-------- Artículo

Los procesos migratorios exponen a quienes los viven a cambios muy drásticos, y ponen sobre la mesa nuestra capacidad de adaptación. Hablamos de cambios que implican ganancias y pérdidas, aprendizajes y duelos, oportunidades y renuncias… de ahí que una correcta elaboración del proceso migratorio implique un equilibrio entre asimilar lo nuevo y reubicar lo que se deja atrás.

El proceso migratorio puede resolverse “fácilmente” si se elige con libertad (es decir, si no se produce por huir del país de origen para sobrevivir), si se realiza en buenas condiciones para la persona, si ésta es acogida amablemente y se le facilita la adaptación y consecución de objetivos por los cuales decidió migrar. Pero no siempre ocurre así. En muchos casos las circunstancias personales y sociales convierten el duelo migratorio en un proceso traumático, doloroso y desesperanzador.

----------------

> **Instrucción**
Transcribe, por favor, el fragmento del artículo sobre el duelo migratorio que empieza en "Los procesos migratorios" y termina en "doloroso y desesperanzador.".

-------- Datos proporcionados

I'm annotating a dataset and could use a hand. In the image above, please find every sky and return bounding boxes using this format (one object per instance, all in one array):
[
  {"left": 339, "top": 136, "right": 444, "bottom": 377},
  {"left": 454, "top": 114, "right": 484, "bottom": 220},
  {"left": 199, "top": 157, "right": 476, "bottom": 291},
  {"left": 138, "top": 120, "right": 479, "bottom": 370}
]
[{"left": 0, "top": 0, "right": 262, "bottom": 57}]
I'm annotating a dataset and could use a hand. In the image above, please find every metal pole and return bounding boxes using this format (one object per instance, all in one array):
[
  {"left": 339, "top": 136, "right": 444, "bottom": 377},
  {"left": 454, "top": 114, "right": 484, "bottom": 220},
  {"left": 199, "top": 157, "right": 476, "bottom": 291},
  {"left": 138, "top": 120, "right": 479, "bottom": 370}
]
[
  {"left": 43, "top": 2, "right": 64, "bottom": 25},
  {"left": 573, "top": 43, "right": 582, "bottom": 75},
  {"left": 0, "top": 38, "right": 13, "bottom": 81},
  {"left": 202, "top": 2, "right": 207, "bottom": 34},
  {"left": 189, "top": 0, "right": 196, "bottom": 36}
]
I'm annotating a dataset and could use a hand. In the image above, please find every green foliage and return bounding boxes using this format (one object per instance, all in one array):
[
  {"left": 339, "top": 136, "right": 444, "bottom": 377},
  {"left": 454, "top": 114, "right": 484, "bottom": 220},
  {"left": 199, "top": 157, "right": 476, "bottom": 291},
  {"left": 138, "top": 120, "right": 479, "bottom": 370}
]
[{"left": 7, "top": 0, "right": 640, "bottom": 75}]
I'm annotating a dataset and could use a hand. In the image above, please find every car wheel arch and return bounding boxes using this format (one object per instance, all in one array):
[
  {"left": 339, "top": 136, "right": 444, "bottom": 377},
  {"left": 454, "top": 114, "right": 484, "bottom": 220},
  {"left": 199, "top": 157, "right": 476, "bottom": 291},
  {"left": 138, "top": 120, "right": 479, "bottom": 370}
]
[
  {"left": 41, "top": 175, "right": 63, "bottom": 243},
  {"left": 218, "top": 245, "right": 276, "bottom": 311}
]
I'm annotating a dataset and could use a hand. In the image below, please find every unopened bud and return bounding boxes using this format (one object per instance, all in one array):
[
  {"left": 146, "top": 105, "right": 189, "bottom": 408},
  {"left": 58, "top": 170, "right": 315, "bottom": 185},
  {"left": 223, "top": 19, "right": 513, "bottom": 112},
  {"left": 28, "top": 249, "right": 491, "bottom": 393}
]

----------------

> **Solución**
Los procesos migratorios exponen a quienes los viven a cambios muy drásticos, y ponen sobre la mesa nuestra capacidad de adaptación. Hablamos de cambios que implican ganancias y pérdidas, aprendizajes y duelos, oportunidades y renuncias… de ahí que una correcta elaboración del proceso migratorio implique un equilibrio entre asimilar lo nuevo y reubicar lo que se deja atrás.

El proceso migratorio puede resolverse “fácilmente” si se elige con libertad (es decir, si no se produce por huir del país de origen para sobrevivir), si se realiza en buenas condiciones para la persona, si ésta es acogida amablemente y se le facilita la adaptación y consecución de objetivos por los cuales decidió migrar. Pero no siempre ocurre así. En muchos casos las circunstancias personales y sociales convierten el duelo migratorio en un proceso traumático, doloroso y desesperanzador.